Entries drawn from a collection
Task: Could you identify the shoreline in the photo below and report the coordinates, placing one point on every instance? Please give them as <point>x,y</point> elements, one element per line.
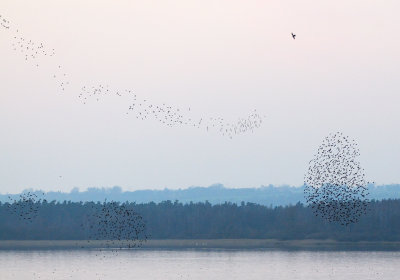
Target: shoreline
<point>238,244</point>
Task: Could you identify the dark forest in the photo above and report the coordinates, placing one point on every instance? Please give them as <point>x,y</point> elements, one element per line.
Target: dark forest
<point>174,220</point>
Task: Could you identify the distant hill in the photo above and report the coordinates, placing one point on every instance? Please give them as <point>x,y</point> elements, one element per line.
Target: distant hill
<point>215,194</point>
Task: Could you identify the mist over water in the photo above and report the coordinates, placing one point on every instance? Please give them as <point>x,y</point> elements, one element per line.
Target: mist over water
<point>198,264</point>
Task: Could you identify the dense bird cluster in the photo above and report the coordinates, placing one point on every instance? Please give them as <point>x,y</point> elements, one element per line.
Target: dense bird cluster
<point>335,185</point>
<point>27,206</point>
<point>172,116</point>
<point>116,224</point>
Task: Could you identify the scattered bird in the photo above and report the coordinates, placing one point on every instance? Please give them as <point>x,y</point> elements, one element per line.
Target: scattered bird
<point>142,108</point>
<point>173,116</point>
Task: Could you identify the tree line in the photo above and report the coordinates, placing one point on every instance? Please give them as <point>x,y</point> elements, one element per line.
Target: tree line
<point>175,220</point>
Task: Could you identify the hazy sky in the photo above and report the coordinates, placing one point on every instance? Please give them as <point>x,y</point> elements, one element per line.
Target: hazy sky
<point>221,58</point>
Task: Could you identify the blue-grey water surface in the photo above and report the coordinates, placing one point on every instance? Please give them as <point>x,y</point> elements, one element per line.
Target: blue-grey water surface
<point>198,264</point>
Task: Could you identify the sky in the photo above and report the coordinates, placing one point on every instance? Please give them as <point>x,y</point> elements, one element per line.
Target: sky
<point>218,58</point>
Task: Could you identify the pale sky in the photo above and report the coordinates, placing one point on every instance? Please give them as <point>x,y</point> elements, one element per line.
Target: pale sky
<point>221,59</point>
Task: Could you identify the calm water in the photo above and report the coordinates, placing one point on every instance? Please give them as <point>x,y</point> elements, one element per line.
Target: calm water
<point>153,264</point>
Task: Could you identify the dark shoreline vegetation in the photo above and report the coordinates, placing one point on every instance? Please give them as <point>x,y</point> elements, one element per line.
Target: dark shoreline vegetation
<point>215,194</point>
<point>174,220</point>
<point>204,244</point>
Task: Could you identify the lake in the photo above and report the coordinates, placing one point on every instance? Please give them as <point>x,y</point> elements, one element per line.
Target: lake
<point>198,264</point>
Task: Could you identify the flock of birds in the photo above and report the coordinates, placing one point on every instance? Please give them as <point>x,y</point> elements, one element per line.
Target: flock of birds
<point>172,116</point>
<point>27,207</point>
<point>142,108</point>
<point>118,225</point>
<point>335,185</point>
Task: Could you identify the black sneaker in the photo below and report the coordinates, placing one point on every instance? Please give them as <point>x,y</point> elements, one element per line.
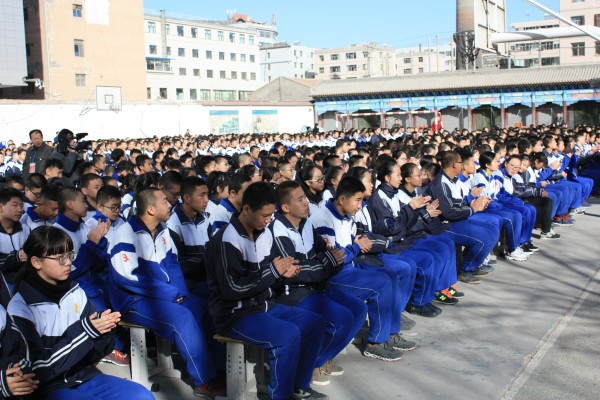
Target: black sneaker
<point>397,342</point>
<point>406,323</point>
<point>427,310</point>
<point>382,351</point>
<point>468,277</point>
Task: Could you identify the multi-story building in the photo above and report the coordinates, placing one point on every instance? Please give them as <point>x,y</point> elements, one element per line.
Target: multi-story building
<point>194,60</point>
<point>75,46</point>
<point>356,61</point>
<point>290,61</point>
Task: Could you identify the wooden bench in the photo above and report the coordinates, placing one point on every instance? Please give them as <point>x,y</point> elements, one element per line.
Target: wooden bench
<point>140,368</point>
<point>240,378</point>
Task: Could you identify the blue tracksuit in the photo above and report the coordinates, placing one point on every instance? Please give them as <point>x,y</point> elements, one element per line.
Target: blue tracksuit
<point>478,240</point>
<point>145,283</point>
<point>241,274</point>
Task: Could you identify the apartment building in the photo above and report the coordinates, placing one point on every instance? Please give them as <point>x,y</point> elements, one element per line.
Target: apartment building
<point>286,60</point>
<point>192,60</point>
<point>367,60</point>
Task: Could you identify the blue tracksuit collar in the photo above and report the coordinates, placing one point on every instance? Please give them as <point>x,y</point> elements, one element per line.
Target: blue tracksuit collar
<point>331,207</point>
<point>68,224</point>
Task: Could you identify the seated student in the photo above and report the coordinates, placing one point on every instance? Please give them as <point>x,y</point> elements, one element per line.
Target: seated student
<point>89,186</point>
<point>380,288</point>
<point>294,235</point>
<point>241,272</point>
<point>147,286</point>
<point>190,231</point>
<point>33,190</point>
<point>478,240</point>
<point>12,233</point>
<point>66,336</point>
<point>90,245</point>
<point>46,209</point>
<point>232,204</point>
<point>537,197</point>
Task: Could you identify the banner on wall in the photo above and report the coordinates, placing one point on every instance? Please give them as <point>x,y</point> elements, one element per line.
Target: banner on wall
<point>223,122</point>
<point>265,121</point>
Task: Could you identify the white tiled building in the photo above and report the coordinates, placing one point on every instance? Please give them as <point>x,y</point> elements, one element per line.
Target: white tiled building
<point>192,60</point>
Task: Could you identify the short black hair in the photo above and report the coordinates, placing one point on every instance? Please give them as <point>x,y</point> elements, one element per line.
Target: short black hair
<point>348,187</point>
<point>258,195</point>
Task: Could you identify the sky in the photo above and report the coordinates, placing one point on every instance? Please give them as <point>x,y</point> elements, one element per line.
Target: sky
<point>338,23</point>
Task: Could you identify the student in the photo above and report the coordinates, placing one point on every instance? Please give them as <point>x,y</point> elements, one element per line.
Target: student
<point>232,204</point>
<point>12,233</point>
<point>335,223</point>
<point>190,231</point>
<point>66,336</point>
<point>44,213</point>
<point>147,286</point>
<point>294,235</point>
<point>241,272</point>
<point>90,245</point>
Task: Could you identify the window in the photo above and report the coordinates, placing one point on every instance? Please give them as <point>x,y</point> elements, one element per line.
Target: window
<point>78,47</point>
<point>578,49</point>
<point>77,10</point>
<point>79,79</point>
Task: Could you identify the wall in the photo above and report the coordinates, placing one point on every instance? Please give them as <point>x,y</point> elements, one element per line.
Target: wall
<point>135,120</point>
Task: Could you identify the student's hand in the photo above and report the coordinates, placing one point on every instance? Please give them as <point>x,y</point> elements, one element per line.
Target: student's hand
<point>419,201</point>
<point>107,321</point>
<point>364,243</point>
<point>20,384</point>
<point>99,231</point>
<point>338,254</point>
<point>477,190</point>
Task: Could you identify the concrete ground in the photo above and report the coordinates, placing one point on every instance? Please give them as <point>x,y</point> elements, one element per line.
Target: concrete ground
<point>530,331</point>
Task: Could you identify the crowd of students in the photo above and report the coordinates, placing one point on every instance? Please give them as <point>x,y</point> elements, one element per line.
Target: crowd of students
<point>287,242</point>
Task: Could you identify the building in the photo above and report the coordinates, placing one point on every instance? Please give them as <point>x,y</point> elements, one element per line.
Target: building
<point>356,61</point>
<point>286,60</point>
<point>13,62</point>
<point>195,60</point>
<point>75,46</point>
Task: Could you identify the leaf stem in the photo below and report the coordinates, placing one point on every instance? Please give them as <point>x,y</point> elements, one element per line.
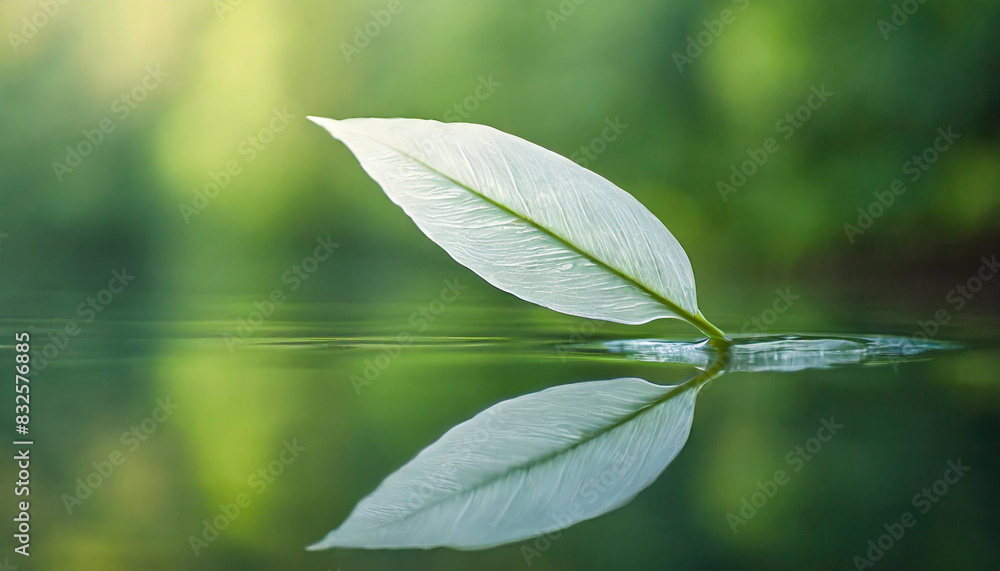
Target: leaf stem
<point>707,328</point>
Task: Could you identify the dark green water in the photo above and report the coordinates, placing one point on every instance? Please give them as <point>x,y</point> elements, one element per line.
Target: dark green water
<point>305,414</point>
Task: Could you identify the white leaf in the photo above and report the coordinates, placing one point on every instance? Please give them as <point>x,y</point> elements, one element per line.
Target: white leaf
<point>529,221</point>
<point>527,466</point>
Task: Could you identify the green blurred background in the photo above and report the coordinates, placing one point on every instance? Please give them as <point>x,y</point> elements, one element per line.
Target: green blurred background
<point>556,73</point>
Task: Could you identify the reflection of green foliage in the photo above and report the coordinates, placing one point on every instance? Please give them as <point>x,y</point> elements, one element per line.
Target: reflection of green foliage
<point>557,88</point>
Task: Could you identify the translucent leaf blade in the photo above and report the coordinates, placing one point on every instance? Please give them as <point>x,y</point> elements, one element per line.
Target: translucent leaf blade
<point>527,220</point>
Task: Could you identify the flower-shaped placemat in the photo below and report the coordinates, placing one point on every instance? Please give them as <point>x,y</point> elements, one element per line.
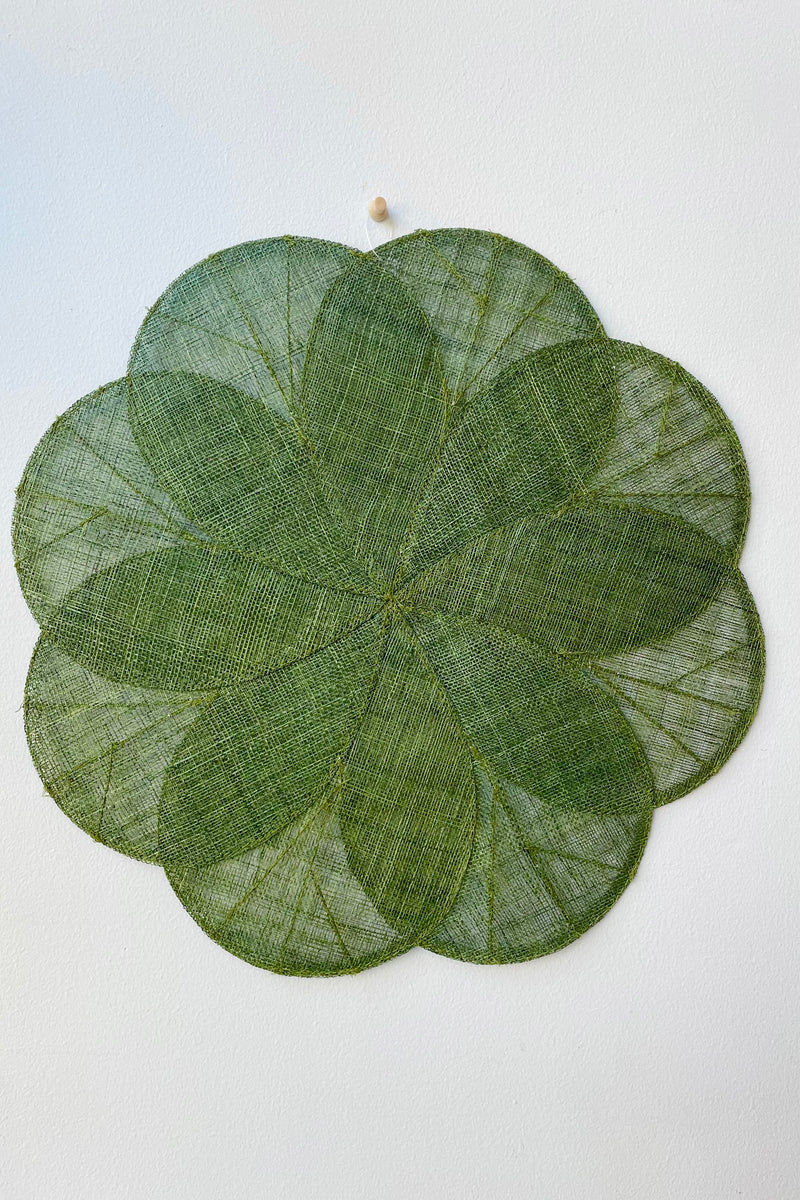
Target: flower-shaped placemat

Task prompt: Please write out again the part of the records that opens at their very start and closes with the line containing "<point>116,224</point>", both ends included. Leave the pictures out of your answer.

Answer in full:
Task: Could you identify the shoreline in the photo below and report the coordinates, placing one point on every instance? Please give them as <point>x,y</point> elements, one element per line.
Target: shoreline
<point>238,244</point>
Task: Could you identify the dark forest in the photo above and report the coordinates, placing one point on every instance? Please give them as <point>x,y</point> elements, one element per line.
Target: dark forest
<point>174,220</point>
Task: Could you identify the distant hill in the photo above and report the coordinates, placing one point on every instance? Please give them as <point>x,y</point> elements, one element per line.
Target: distant hill
<point>215,194</point>
Task: Could you identify the mist over water in the photo above and report the coordinates, placing one point on every instance? Please give them as <point>x,y</point> elements, one element per line.
Target: mist over water
<point>198,264</point>
Task: Could you identify the dense bird cluster in the photo above and report the coordinates, placing one point on every instance? Please give them as <point>x,y</point> elements, one element per line.
Target: dense bird cluster
<point>335,185</point>
<point>27,206</point>
<point>172,116</point>
<point>116,224</point>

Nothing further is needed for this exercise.